*Text passage:*

Start

So the light guide is arranged over the front face of the equipment
to the receiving surface of the infrared receiver in order to
efficiently guide the infrared signal to the receiving surface of
the infrared receiver. A light exiting surface of the light guide
may or may not be in contact with the receiving surface of the
infrared receiver.
[0016] The light guide is not especially limited as long as it can
transmit infrared, and it may or may not transmit visible light.
The infrared receiver is not especially limited as long as it
converts an infrared signal to an electric signal. A photo diode
and the like may be mentioned as the infrared receiver. The
photodiode is a photoelectric conversion element that converts
light into an electric charge by utilizing an increase in reverse
current which flows through p-n semiconductor junction or
metal-semiconductor rectifying contact by photovoltaic effect
generated by photo-irradiation. A light source of the infrared
signal-transmitting unit is not especially limited, and an infrared
emitting diode may be mentioned as the light source. The infrared
emitting diode is a semiconductor device having semiconductor
junction where infrared radiant flux is generated without heat when
a current flows by voltage application.
[0017] The above-mentioned infrared signal-receiving unit includes
a multi-layer reflective film that reflects infrared at a
wavelength band corresponding to that of disturbing light, and the
receiver receives an infrared signal the multi-layer reflective
film has transmitted. Attributed to the multi-layer reflective film
arranged in the unit, the disturbing infrared does not reach the
receiver and infrared in the other wavelength band can reach the
receiver. Thus, the S/N ratio can be increased. As a result,
malfunction and communication failures of infrared communication
equipment can be suppressed, and the sensitivity of the unit is
improved, and as a result, even remote exchange of infrared signals
can be smoothly achieved.
[0018] The "disturbing light" and "disturbing infrared" in the
present description mean light (infrared) that enters the unit from
outside thereof and disturbs normal operation or equilibrium state
of the unit. Whether light that enters the unit is the "disturbing
light (infrared)" or not depends on light-receiving sensitivity of
the receiver. It is preferable that the multi-layer reflective film
reflects 50% or larger of infrared for which the receiver shows a
high sensitivity. Such a disturbing infrared is radiated by, for
example, light sources (CCFT (CCFL)) of a backlight of a liquid
crystal TV, HCFTs (HCFL), semi-hot cathode fluorescent tubes
(SHCFT), external electrode fluorescent lamps (EEFL), mercury-less
lamps, and the like.
[0019] The "multi-layer reflective film" in the present description
is a reflective film composed of two or more layers stacked one
above the other. The number of the layers constituting the film is
not especially limited as long as it is two or larger. An
embodiment in which a transparent film with a high reflectance and
a transparent film with a low reflectance are alternately stacked
is mentioned, as a preferable embodiment of the multi-layer
reflective film.

End

(Records from a collection)
Start

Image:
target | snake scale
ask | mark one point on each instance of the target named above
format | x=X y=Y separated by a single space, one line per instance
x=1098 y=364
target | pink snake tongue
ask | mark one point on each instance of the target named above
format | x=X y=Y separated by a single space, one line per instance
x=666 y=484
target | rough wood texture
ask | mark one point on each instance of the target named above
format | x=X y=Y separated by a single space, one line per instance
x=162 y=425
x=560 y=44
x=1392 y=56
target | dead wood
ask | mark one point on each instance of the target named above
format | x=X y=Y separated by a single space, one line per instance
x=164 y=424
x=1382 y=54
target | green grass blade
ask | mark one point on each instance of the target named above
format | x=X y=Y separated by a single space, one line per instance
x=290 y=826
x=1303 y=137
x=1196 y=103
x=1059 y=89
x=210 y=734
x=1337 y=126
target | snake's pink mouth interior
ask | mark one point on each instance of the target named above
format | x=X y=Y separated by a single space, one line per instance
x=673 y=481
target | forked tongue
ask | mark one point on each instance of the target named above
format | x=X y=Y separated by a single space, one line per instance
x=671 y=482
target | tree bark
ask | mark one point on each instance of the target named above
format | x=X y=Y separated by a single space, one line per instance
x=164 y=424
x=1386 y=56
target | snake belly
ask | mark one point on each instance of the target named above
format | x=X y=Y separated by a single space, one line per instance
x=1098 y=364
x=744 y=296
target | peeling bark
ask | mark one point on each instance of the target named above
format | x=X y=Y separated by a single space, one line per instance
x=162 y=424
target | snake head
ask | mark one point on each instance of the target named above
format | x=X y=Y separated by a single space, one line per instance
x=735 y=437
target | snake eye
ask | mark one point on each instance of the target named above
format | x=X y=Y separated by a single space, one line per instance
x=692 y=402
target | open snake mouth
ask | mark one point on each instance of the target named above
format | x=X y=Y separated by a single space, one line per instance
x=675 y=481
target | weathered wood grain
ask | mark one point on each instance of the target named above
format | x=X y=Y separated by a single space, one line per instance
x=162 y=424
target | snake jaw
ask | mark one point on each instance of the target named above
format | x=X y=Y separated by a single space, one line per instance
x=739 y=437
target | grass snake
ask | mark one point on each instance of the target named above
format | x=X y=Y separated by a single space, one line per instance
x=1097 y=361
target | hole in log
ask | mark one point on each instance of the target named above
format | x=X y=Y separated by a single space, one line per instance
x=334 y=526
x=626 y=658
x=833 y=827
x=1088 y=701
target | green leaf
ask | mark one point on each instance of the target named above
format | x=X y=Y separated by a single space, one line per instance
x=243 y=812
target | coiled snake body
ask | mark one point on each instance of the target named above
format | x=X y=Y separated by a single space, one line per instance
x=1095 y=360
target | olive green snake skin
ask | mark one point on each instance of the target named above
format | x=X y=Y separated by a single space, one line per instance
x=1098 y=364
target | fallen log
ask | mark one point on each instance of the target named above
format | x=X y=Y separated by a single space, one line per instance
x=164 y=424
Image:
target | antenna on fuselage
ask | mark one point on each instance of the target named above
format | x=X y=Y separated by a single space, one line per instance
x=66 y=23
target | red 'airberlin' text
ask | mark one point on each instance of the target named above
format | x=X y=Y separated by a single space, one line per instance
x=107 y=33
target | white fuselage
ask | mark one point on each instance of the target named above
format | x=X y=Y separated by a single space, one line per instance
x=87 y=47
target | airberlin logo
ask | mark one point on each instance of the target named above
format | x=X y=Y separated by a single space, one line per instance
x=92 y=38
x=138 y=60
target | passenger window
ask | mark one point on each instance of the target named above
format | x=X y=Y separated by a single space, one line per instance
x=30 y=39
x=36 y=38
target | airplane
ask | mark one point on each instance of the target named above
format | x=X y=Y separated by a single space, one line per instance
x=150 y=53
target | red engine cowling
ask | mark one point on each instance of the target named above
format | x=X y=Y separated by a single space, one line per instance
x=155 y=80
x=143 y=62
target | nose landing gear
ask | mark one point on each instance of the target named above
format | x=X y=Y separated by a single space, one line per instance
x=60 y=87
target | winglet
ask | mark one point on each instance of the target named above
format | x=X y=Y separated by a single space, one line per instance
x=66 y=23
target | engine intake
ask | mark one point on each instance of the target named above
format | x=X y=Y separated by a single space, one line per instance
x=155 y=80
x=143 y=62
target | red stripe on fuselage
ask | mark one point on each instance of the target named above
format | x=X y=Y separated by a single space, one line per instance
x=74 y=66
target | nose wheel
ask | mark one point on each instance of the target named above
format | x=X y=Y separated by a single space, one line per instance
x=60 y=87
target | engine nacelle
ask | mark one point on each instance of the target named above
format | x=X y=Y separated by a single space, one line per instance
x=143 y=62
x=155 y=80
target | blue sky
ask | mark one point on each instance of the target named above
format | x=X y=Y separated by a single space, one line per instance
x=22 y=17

End

*Request 1:*
In the text on the infrared signal-receiving unit, what arrangement is given as a preferable embodiment of the multi-layer reflective film?
*Request 2:*
Go on with the text on the infrared signal-receiving unit, starting after its final sentence.

*Expected output 1:*
A transparent film with a high reflectance and a transparent film with a low reflectance are stacked alternately.

*Expected output 2:*
[0020] FIG. 7 is a graph showing a relationship among the following
spectrums: a light-receiving sensitivity spectrum of the infrared
receiver (A in FIG. 7), an intensity spectrum of infrared signal
(hereinafter, also referred to as "infrared B") transmitted by the
infrared signal-transmitting unit (B in FIG. 7), an intensity
spectrum of infrared (hereinafter, also referred to as "infrared
C") the multi-layer reflective film can reflect of the infrared B
(C (shaded part) in FIG. 7), an intensity spectrum of infrared
(hereinafter, also referred to as "infrared D") the receiver can
receive of the infrared ray B (D in FIG. 7), and an intensity
spectrum of disturbing infrared (hereinafter also referred to as
"infrared E") (E (black part) in FIG. 7). The present invention is
not especially limited to the relationship in FIG. 7. For example,
the wavelength band of the infrared B does not need to be within
that of the infrared A, and each of the infrared D and the infrared
E may have plural and separated peaks.
[0021] The light-receiving sensitivity of the receiver depends on
light-receiving sensitivity of silicon if the infrared receiver is
a silicon photo-diode. The intensity spectrum of the infrared B
depends on light-emitting characteristics of a light source of the
infrared signal-transmitting unit. The intensity spectrum of
infrared C depends on the reflection characteristics of the
multi-layer reflective film and it can be easily adjusted by
controlling the reflectance and the thickness of the multi-layer
reflective film. The intensity spectrum of the infrared D is
defined by subtracting that of the infrared C from that of the
infrared B. The infrared E is disturbing light and it is usually
infrared whose wavelength band is within a wavelength band where
the infrared receiver has a high sensitivity and which enters the
unit from the outside.
[0022] In the present invention, in order to decrease disturbing
light entering the receiver, the reflectance and thickness of the
multi-layer reflective film need to be controlled so that the
wavelength band of the disturbing infrared E corresponds to that of
the infrared C but not overlap with the wavelength band of the
infrared D. In order to increase the intensity of the infrared
signal the receiver receives, the wavelength band of the infrared D
needs to be within a wavelength band where the receiver has a high
sensitivity, and the infrared D needs to have a wide wavelength
band.
[0023] The infrared signal-receiving unit of the present invention
is not especially limited as long as it includes the light guide,
the infrared receiver, and the multi-layer reflective film,
mentioned above. The unit may or may not include other
components.
[0024] Preferable embodiments of the infrared signal-receiving unit
of the present invention are mentioned below.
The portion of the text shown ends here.